====== Data excerpts ======
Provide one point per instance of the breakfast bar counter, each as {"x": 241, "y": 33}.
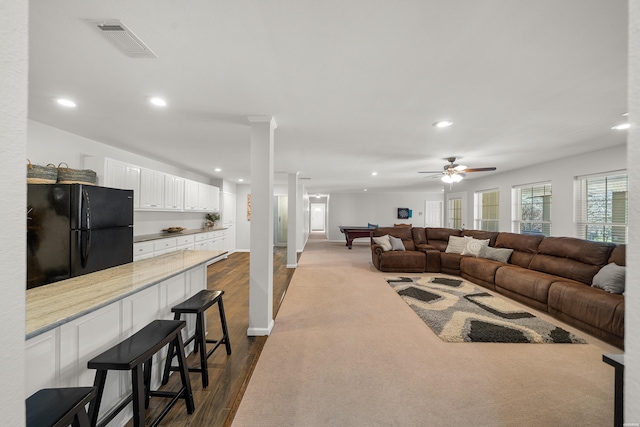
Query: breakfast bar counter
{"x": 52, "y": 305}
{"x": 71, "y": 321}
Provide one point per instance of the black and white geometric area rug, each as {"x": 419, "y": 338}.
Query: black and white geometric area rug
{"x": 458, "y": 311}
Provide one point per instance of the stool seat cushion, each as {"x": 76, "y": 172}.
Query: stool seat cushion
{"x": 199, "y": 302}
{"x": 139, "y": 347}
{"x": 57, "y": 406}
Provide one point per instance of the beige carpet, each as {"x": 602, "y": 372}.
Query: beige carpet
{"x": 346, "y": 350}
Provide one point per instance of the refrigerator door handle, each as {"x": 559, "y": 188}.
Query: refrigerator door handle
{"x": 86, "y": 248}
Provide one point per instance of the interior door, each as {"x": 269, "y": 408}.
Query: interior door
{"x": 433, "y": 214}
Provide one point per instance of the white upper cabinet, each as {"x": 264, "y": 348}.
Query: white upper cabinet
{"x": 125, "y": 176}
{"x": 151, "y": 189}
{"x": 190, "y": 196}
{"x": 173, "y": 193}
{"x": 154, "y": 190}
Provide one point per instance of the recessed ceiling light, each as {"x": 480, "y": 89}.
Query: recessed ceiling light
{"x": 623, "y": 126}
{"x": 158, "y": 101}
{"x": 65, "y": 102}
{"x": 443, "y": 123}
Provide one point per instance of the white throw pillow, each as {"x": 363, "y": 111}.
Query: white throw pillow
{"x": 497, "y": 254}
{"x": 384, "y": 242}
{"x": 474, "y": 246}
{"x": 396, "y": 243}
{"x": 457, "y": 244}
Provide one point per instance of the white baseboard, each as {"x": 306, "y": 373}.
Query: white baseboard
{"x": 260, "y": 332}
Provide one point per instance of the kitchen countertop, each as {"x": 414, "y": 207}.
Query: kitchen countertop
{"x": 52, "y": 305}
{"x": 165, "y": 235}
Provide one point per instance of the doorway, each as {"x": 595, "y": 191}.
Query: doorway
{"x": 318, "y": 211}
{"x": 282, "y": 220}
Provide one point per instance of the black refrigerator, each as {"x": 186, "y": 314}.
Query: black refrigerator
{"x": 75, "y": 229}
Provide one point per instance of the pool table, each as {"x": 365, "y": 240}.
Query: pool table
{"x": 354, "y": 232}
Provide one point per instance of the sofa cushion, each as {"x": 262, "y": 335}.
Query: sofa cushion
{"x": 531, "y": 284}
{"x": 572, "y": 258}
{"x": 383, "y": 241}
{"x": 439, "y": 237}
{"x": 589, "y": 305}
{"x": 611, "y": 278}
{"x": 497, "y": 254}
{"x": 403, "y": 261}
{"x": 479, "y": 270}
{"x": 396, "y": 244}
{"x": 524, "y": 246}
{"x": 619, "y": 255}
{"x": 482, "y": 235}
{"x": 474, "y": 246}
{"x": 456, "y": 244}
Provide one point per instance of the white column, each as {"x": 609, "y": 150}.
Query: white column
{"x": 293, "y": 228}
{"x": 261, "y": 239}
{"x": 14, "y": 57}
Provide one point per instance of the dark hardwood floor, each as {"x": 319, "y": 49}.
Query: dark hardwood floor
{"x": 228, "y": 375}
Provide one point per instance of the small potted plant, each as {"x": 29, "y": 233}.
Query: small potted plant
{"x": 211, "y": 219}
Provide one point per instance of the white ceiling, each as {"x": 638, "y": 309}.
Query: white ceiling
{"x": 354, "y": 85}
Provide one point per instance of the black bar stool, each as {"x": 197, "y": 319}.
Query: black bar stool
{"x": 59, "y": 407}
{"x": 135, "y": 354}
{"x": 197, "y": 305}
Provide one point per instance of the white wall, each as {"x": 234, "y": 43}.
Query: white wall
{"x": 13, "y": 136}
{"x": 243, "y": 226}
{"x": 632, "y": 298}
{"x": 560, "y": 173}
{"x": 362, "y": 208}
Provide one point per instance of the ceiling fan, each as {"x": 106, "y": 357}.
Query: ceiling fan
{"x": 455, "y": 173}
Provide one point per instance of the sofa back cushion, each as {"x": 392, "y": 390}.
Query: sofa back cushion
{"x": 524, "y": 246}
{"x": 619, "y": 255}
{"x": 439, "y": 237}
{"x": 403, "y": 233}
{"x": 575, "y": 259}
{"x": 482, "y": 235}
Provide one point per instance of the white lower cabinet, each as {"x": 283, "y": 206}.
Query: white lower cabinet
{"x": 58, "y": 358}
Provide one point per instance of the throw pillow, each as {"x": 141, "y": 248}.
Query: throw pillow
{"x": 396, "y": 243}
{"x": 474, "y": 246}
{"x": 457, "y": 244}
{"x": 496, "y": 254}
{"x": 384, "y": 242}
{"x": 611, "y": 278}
======
Make an exact copy of all entries above, dropping the images.

### Answer section
Provide one point per instance of the breakfast bar counter, each as {"x": 241, "y": 33}.
Query: breakfast bar counter
{"x": 52, "y": 305}
{"x": 71, "y": 321}
Provide one point per instance of the black and white geometric area rug, each as {"x": 419, "y": 338}.
Query: black and white geometric area rug
{"x": 458, "y": 311}
Provide one point per instance of the stool seat cushion, each as {"x": 76, "y": 172}.
Query: stool seat cushion
{"x": 199, "y": 302}
{"x": 139, "y": 347}
{"x": 57, "y": 406}
Provide one point per instance of the beige carpet, each as {"x": 602, "y": 372}.
Query: beige carpet
{"x": 346, "y": 350}
Provide one point per instance of the refrigerator door handle, each as {"x": 559, "y": 188}.
Query: refrigerator door handle
{"x": 86, "y": 248}
Provide one point per instance of the interior door, each as {"x": 269, "y": 408}.
Query: interior door
{"x": 433, "y": 214}
Provide one point per instance of the white upper cabinet, each as {"x": 264, "y": 348}.
Query: white upper cabinet
{"x": 125, "y": 176}
{"x": 151, "y": 189}
{"x": 190, "y": 196}
{"x": 173, "y": 193}
{"x": 154, "y": 190}
Provide one point per instance of the recessed ceiling light, each as {"x": 480, "y": 89}.
Query: recessed ceiling light
{"x": 623, "y": 126}
{"x": 158, "y": 101}
{"x": 65, "y": 102}
{"x": 443, "y": 123}
Provide one point per instance of the white throw pillow, each as {"x": 363, "y": 111}.
Query: white throw pillow
{"x": 497, "y": 254}
{"x": 384, "y": 242}
{"x": 474, "y": 246}
{"x": 396, "y": 243}
{"x": 457, "y": 244}
Provide one point per instance of the white baseboard, each as {"x": 306, "y": 373}.
Query: white baseboard
{"x": 260, "y": 332}
Provide one point per instance of the kitchen countertop, each as {"x": 414, "y": 207}.
Query: kitchen countertop
{"x": 52, "y": 305}
{"x": 165, "y": 235}
Provide one point per instance of the doorway, each as {"x": 595, "y": 191}.
Query: doorway
{"x": 318, "y": 211}
{"x": 282, "y": 220}
Provide one point per instance of the black refrigerator, each as {"x": 186, "y": 314}.
Query: black refrigerator
{"x": 75, "y": 229}
Provide one point per instance of the pool table, each as {"x": 365, "y": 240}.
Query: pool table
{"x": 354, "y": 232}
Provide one point per instance of the sofa cushion, each as {"x": 262, "y": 335}.
Query: sofa cushion
{"x": 531, "y": 284}
{"x": 572, "y": 258}
{"x": 383, "y": 241}
{"x": 439, "y": 237}
{"x": 589, "y": 305}
{"x": 611, "y": 278}
{"x": 497, "y": 254}
{"x": 403, "y": 261}
{"x": 479, "y": 270}
{"x": 396, "y": 244}
{"x": 524, "y": 246}
{"x": 619, "y": 255}
{"x": 482, "y": 235}
{"x": 474, "y": 246}
{"x": 456, "y": 244}
Provide one point per instance of the white column, each as {"x": 609, "y": 150}.
Query: white column
{"x": 293, "y": 228}
{"x": 261, "y": 239}
{"x": 14, "y": 57}
Provide one point per instance of the dark hardwood floor, each as {"x": 319, "y": 49}.
Query: dark hardwood floor
{"x": 228, "y": 375}
Provide one point per instance of the small potted plant, each as {"x": 29, "y": 233}.
Query: small potted plant
{"x": 211, "y": 219}
Provide one point per instance of the white ceiling, each as {"x": 638, "y": 309}.
Query: white ceiling
{"x": 354, "y": 85}
Provide one point per instance of the black bar stool, each as {"x": 197, "y": 319}.
Query: black bar stool
{"x": 59, "y": 407}
{"x": 135, "y": 354}
{"x": 197, "y": 305}
Provide one point per instance of the white wall, each as {"x": 234, "y": 43}.
Query: white wall
{"x": 13, "y": 136}
{"x": 243, "y": 226}
{"x": 632, "y": 298}
{"x": 560, "y": 173}
{"x": 362, "y": 208}
Provide one point per instance of the ceiling fan, each as {"x": 106, "y": 357}.
Query: ceiling fan
{"x": 455, "y": 173}
Provide one point per instance of the sofa back cushion, each as {"x": 392, "y": 390}.
Query: sofa back cushion
{"x": 524, "y": 246}
{"x": 619, "y": 255}
{"x": 439, "y": 237}
{"x": 403, "y": 233}
{"x": 575, "y": 259}
{"x": 482, "y": 235}
Provide one point per instance of the white lower cabinet, each as {"x": 283, "y": 206}.
Query: white lower cabinet
{"x": 58, "y": 358}
Provide one point per instance of the throw pillow, each as {"x": 141, "y": 248}.
Query: throw pillow
{"x": 396, "y": 243}
{"x": 474, "y": 246}
{"x": 457, "y": 244}
{"x": 496, "y": 254}
{"x": 384, "y": 242}
{"x": 611, "y": 278}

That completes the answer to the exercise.